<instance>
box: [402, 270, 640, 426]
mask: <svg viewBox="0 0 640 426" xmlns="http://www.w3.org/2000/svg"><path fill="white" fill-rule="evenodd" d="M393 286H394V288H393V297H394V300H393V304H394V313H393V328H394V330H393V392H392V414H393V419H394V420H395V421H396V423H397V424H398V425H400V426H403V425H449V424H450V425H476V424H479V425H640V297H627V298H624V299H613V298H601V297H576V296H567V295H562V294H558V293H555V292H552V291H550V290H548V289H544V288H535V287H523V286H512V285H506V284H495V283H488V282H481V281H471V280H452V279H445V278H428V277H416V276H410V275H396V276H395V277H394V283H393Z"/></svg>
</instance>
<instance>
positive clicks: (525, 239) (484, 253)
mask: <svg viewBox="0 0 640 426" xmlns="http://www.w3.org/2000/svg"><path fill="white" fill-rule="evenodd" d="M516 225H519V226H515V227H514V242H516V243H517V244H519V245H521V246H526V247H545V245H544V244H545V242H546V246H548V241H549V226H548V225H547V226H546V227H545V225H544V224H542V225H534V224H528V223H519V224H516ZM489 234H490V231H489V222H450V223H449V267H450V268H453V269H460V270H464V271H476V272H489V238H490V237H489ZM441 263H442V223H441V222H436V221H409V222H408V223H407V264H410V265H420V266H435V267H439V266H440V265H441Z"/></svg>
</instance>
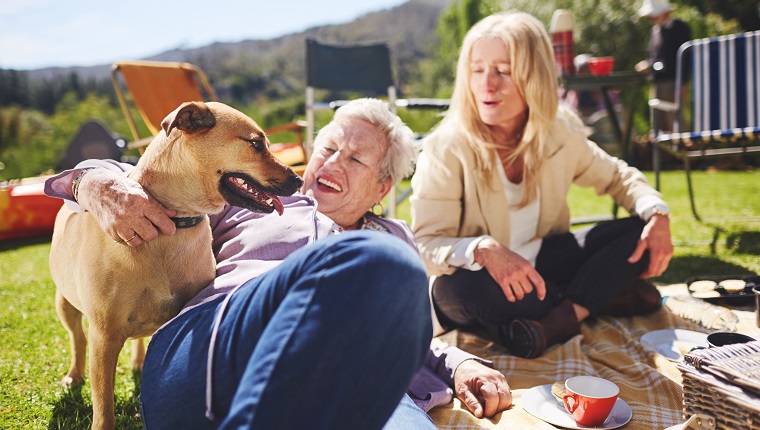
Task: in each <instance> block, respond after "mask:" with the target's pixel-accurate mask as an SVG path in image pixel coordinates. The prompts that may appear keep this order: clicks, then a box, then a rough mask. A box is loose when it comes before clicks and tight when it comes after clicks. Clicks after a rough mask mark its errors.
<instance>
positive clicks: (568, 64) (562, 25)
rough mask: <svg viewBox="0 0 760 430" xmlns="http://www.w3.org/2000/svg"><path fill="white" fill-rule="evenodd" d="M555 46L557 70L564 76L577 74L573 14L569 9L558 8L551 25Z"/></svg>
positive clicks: (574, 74) (549, 29)
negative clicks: (573, 24)
mask: <svg viewBox="0 0 760 430" xmlns="http://www.w3.org/2000/svg"><path fill="white" fill-rule="evenodd" d="M549 32H550V33H551V35H552V45H553V46H554V60H555V62H556V63H557V72H558V73H559V74H560V75H564V76H573V75H575V62H574V59H575V48H574V47H573V16H572V14H571V13H570V11H569V10H565V9H557V10H555V11H554V14H553V15H552V22H551V25H550V26H549Z"/></svg>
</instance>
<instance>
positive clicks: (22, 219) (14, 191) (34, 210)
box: [0, 177, 63, 241]
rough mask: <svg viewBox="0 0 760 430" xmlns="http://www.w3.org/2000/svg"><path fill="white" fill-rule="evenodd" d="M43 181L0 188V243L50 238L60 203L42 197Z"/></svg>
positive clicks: (61, 201) (6, 185)
mask: <svg viewBox="0 0 760 430" xmlns="http://www.w3.org/2000/svg"><path fill="white" fill-rule="evenodd" d="M46 178H47V177H39V178H26V179H22V180H19V181H17V182H15V183H3V184H0V241H3V240H9V239H19V238H26V237H35V236H50V235H52V234H53V225H54V224H55V217H56V215H57V214H58V209H60V208H61V206H62V205H63V200H61V199H56V198H52V197H48V196H46V195H45V193H44V186H45V182H44V181H45V179H46Z"/></svg>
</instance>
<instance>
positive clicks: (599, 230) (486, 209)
mask: <svg viewBox="0 0 760 430" xmlns="http://www.w3.org/2000/svg"><path fill="white" fill-rule="evenodd" d="M557 90H558V88H557V75H556V69H555V63H554V54H553V51H552V45H551V41H550V39H549V36H548V34H547V32H546V29H545V27H544V26H543V24H541V22H539V21H538V20H537V19H536V18H534V17H533V16H531V15H529V14H525V13H517V12H510V13H499V14H495V15H492V16H489V17H487V18H485V19H483V20H482V21H480V22H479V23H477V24H475V25H474V26H473V27H472V28H471V29H470V31H469V32H468V33H467V35H466V36H465V39H464V42H463V46H462V50H461V53H460V57H459V60H458V64H457V76H456V81H455V85H454V93H453V95H452V100H451V106H450V108H449V110H448V111H447V113H446V115H445V116H444V118H443V120H442V121H441V123H440V124H439V125H438V126H437V127H436V128H435V130H434V131H433V132H432V133H431V134H430V135H429V136H428V137H427V138H426V139H425V141H424V143H423V151H422V155H421V156H420V159H419V162H418V165H417V170H416V173H415V175H414V177H413V179H412V186H413V189H414V196H413V197H412V229H413V231H414V234H415V237H416V240H417V244H418V248H419V250H420V252H421V254H422V256H423V258H424V260H425V262H426V265H427V268H428V272H429V274H431V275H434V276H435V279H434V280H433V286H432V296H433V303H434V305H435V309H436V312H437V315H438V318H439V320H440V322H441V324H442V325H443V327H444V328H465V329H467V328H476V327H485V328H486V329H488V330H489V331H490V332H491V333H492V335H493V336H494V337H495V338H496V339H497V340H498V341H500V342H502V343H503V344H504V345H505V346H507V348H508V349H510V351H511V352H512V353H513V354H514V355H516V356H520V357H526V358H532V357H537V356H540V355H542V354H543V353H544V351H545V349H546V348H547V347H549V346H551V345H554V344H557V343H561V342H564V341H566V340H568V339H569V338H571V337H573V336H574V335H576V334H578V333H579V332H580V321H582V320H584V319H585V318H587V317H589V316H593V315H599V314H611V315H618V316H631V315H635V314H644V313H649V312H652V311H654V310H656V309H658V308H659V306H660V300H659V299H660V297H659V293H658V292H657V289H656V288H655V287H654V286H653V285H651V284H650V283H648V282H645V281H643V279H645V278H648V277H652V276H658V275H660V274H662V273H663V272H664V271H665V269H666V268H667V266H668V263H669V261H670V258H671V256H672V254H673V246H672V243H671V238H670V224H669V219H668V213H669V210H668V207H667V205H666V203H665V202H664V201H663V200H662V198H661V196H660V194H659V193H658V192H657V191H655V190H654V189H653V188H652V187H651V186H650V185H649V184H648V183H647V182H646V180H645V178H644V176H643V175H642V174H641V172H640V171H638V170H637V169H635V168H633V167H631V166H629V165H627V164H626V163H625V162H623V161H622V160H619V159H617V158H614V157H611V156H610V155H608V154H606V153H605V152H604V151H603V150H601V149H600V148H599V147H598V146H597V145H596V144H595V143H593V142H591V141H589V140H587V139H586V135H585V133H584V131H583V128H582V126H581V122H580V120H579V119H578V118H577V116H575V115H574V114H572V113H571V112H570V110H569V109H567V108H565V107H563V106H561V105H560V104H559V101H558V96H557ZM572 184H576V185H579V186H582V187H594V189H595V190H596V192H597V193H598V194H600V195H601V194H609V195H610V196H611V197H612V198H613V199H614V200H615V201H616V202H617V203H618V204H619V205H620V206H621V207H623V208H625V209H627V210H628V211H629V212H630V213H631V214H632V217H630V218H624V219H616V220H612V221H607V222H602V223H599V224H596V225H594V226H591V227H589V228H586V229H583V230H580V231H575V232H570V210H569V207H568V204H567V194H568V190H569V188H570V186H571V185H572Z"/></svg>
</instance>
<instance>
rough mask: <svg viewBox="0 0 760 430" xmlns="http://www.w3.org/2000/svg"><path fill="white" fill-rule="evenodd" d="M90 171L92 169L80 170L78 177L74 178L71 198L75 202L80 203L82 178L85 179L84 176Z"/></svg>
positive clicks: (71, 188) (72, 183)
mask: <svg viewBox="0 0 760 430" xmlns="http://www.w3.org/2000/svg"><path fill="white" fill-rule="evenodd" d="M88 170H91V169H82V170H80V171H79V173H78V174H77V176H76V177H75V178H74V180H73V181H71V197H73V198H74V201H75V202H77V203H79V184H80V183H82V178H83V177H84V174H85V173H87V171H88Z"/></svg>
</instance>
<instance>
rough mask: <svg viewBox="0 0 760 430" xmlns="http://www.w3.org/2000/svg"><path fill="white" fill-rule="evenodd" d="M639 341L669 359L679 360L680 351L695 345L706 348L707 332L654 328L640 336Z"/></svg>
mask: <svg viewBox="0 0 760 430" xmlns="http://www.w3.org/2000/svg"><path fill="white" fill-rule="evenodd" d="M641 342H642V343H643V344H644V345H646V346H648V347H650V348H652V349H654V350H655V351H657V352H658V353H660V354H662V355H663V356H664V357H665V358H667V359H668V360H670V361H681V360H683V354H681V351H683V350H687V351H688V350H690V349H691V348H694V347H695V346H702V347H705V348H707V334H705V333H700V332H697V331H691V330H681V329H667V330H655V331H650V332H649V333H646V334H644V336H641Z"/></svg>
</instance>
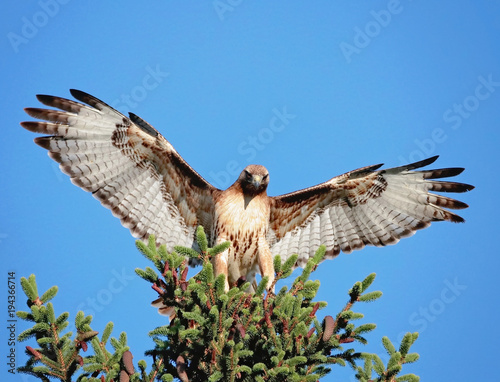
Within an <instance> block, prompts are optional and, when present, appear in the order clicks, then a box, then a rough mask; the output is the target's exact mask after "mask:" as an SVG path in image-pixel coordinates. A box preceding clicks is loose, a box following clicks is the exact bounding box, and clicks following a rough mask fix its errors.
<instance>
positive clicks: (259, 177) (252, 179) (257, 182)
mask: <svg viewBox="0 0 500 382" xmlns="http://www.w3.org/2000/svg"><path fill="white" fill-rule="evenodd" d="M261 183H262V176H260V175H254V176H252V185H253V186H254V187H255V188H259V187H260V185H261Z"/></svg>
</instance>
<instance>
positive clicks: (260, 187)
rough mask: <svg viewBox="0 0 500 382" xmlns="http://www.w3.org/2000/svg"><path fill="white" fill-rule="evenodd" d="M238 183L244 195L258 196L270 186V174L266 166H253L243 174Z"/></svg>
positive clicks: (248, 168) (251, 165) (238, 180)
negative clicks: (258, 195) (242, 190)
mask: <svg viewBox="0 0 500 382" xmlns="http://www.w3.org/2000/svg"><path fill="white" fill-rule="evenodd" d="M238 182H239V183H240V185H241V188H242V190H243V193H245V194H246V195H252V196H253V195H257V194H260V193H262V192H265V191H266V189H267V185H268V184H269V172H268V171H267V169H266V168H265V167H264V166H261V165H258V164H251V165H249V166H247V167H245V169H244V170H243V171H242V172H241V174H240V176H239V178H238Z"/></svg>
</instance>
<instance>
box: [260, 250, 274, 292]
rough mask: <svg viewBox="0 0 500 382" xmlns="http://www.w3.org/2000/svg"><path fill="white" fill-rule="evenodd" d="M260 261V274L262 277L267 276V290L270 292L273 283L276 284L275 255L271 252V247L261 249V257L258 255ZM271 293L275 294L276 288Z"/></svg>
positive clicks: (272, 290)
mask: <svg viewBox="0 0 500 382" xmlns="http://www.w3.org/2000/svg"><path fill="white" fill-rule="evenodd" d="M258 256H259V257H258V261H259V268H260V274H261V275H262V277H265V276H267V277H268V279H267V286H266V288H267V289H268V290H269V288H270V287H271V285H272V283H273V282H274V264H273V255H272V254H271V251H270V250H269V247H268V246H267V245H265V246H264V247H262V246H261V247H260V248H259V255H258ZM271 292H273V293H274V287H273V290H271Z"/></svg>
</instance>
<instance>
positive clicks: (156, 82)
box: [110, 64, 170, 110]
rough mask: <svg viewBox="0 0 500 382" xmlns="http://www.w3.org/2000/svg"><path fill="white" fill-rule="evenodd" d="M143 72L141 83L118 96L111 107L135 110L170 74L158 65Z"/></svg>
mask: <svg viewBox="0 0 500 382" xmlns="http://www.w3.org/2000/svg"><path fill="white" fill-rule="evenodd" d="M144 70H145V71H146V74H145V75H144V77H142V80H141V82H140V83H139V84H138V85H136V86H134V87H133V88H132V89H131V90H130V92H128V93H126V94H125V93H122V94H120V98H117V99H115V100H114V101H113V102H111V103H110V105H111V106H112V107H114V108H115V109H118V110H120V109H121V110H127V109H133V108H136V107H137V106H138V105H139V103H140V102H142V101H144V100H145V99H146V98H147V96H148V94H149V92H151V91H152V90H154V89H156V88H157V87H158V86H159V85H160V84H161V83H162V82H163V81H164V80H165V78H167V77H168V76H169V75H170V73H168V72H165V71H163V70H162V69H161V68H160V64H157V65H156V66H155V67H154V68H153V67H152V66H151V65H147V66H146V67H145V68H144Z"/></svg>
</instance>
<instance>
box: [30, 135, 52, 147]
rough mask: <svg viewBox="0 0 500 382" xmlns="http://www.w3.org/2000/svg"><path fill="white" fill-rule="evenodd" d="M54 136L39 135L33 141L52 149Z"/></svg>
mask: <svg viewBox="0 0 500 382" xmlns="http://www.w3.org/2000/svg"><path fill="white" fill-rule="evenodd" d="M51 139H52V137H38V138H35V139H33V141H34V142H35V143H36V144H37V145H38V146H40V147H43V148H44V149H46V150H49V149H50V140H51Z"/></svg>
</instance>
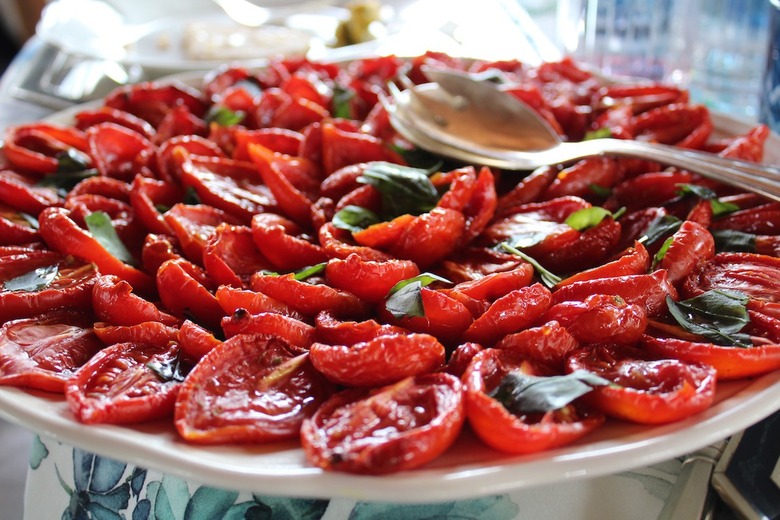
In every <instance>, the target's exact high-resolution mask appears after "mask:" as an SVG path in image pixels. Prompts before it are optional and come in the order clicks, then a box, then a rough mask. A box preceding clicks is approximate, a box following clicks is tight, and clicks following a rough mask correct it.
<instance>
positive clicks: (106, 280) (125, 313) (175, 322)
mask: <svg viewBox="0 0 780 520" xmlns="http://www.w3.org/2000/svg"><path fill="white" fill-rule="evenodd" d="M132 290H133V288H132V287H131V286H130V284H129V283H127V282H126V281H125V280H122V279H120V278H119V277H117V276H112V275H104V276H98V277H97V279H96V281H95V285H94V287H93V289H92V309H93V310H94V311H95V315H96V316H97V317H98V319H100V320H102V321H105V322H107V323H110V324H111V325H137V324H139V323H143V322H145V321H155V322H160V323H163V324H165V325H179V324H180V323H181V320H180V319H179V318H176V317H174V316H171V315H170V314H168V313H166V312H163V311H161V310H160V309H158V308H157V306H155V305H154V304H153V303H152V302H150V301H147V300H144V299H143V298H141V297H140V296H136V295H135V294H132Z"/></svg>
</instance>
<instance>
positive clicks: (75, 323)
mask: <svg viewBox="0 0 780 520" xmlns="http://www.w3.org/2000/svg"><path fill="white" fill-rule="evenodd" d="M102 347H103V344H102V343H101V342H100V340H98V338H97V337H96V336H95V335H94V334H93V333H92V320H91V319H90V317H89V316H88V315H86V314H82V313H78V312H73V311H66V310H57V311H52V312H48V313H45V314H40V315H38V316H35V317H33V318H25V319H19V320H11V321H6V322H5V323H3V325H2V326H0V385H14V386H24V387H28V388H35V389H38V390H44V391H47V392H59V393H62V392H64V390H65V382H66V381H67V380H68V378H69V377H70V376H71V375H72V374H73V373H74V372H75V371H76V369H78V368H79V367H80V366H81V365H83V364H84V363H85V362H86V361H87V360H88V359H89V358H91V357H92V356H93V355H94V354H95V352H97V351H98V350H100V349H101V348H102Z"/></svg>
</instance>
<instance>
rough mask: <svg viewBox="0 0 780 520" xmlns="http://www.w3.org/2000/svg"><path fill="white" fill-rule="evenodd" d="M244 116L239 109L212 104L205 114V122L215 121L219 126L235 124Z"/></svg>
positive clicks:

-=-=-=-=-

-- EXERCISE INSTRUCTIONS --
Rewrite the lines of the entries from the line with "negative clicks: (573, 24)" up to and including the line with "box: [0, 177, 63, 241]", replacing "positive clicks" with "foreground clicks" and leaving everything else unchanged.

-- OUTPUT BELOW --
negative clicks: (573, 24)
mask: <svg viewBox="0 0 760 430" xmlns="http://www.w3.org/2000/svg"><path fill="white" fill-rule="evenodd" d="M549 32H550V33H551V35H552V45H553V46H554V60H555V62H556V63H557V72H558V73H559V74H560V75H564V76H573V75H575V62H574V59H575V48H574V47H573V16H572V14H571V13H570V11H569V10H565V9H557V10H555V11H554V14H553V15H552V22H551V25H550V26H549Z"/></svg>
</instance>
<instance>
foreground clicks: (22, 219) (14, 191) (34, 210)
box: [0, 177, 63, 241]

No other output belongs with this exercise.